**Short exercise**
Rescale the records below by writing out every line again, requests included, with each coordinate in the answers multiplied by 1.5 and rounded to a whole number, halves rounded up. Keep the requests and their format samples as they are.

## begin Data lines

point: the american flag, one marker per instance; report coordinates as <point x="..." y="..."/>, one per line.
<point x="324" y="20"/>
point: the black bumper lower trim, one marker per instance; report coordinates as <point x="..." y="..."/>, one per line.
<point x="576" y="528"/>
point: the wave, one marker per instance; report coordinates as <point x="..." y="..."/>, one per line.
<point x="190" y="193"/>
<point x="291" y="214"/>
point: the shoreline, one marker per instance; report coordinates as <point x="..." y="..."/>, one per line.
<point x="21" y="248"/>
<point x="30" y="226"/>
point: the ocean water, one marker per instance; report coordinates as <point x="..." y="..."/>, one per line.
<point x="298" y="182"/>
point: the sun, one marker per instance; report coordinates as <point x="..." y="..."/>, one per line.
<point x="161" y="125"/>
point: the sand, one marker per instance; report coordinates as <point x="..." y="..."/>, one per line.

## end Data lines

**Written reply**
point: the american flag, one marker per instance; report coordinates as <point x="..." y="..."/>, one per line.
<point x="486" y="30"/>
point: the black bumper lower trim, one marker per instance; report coordinates as <point x="..." y="..."/>, one per line.
<point x="864" y="792"/>
point: the wave, one marker per instance; report coordinates as <point x="..." y="..."/>, one per line.
<point x="285" y="290"/>
<point x="437" y="321"/>
point: the shoreline, one marker per instance; report coordinates as <point x="..." y="..."/>, one per line.
<point x="32" y="372"/>
<point x="45" y="339"/>
point: the ocean water, one marker per instance; report coordinates as <point x="..." y="..."/>, one per line.
<point x="447" y="273"/>
point: the sun, one marker per instance; report coordinates as <point x="..." y="..."/>, one per line.
<point x="242" y="188"/>
point: the sand, one marker per instance; report coordinates as <point x="..." y="..."/>, one per line.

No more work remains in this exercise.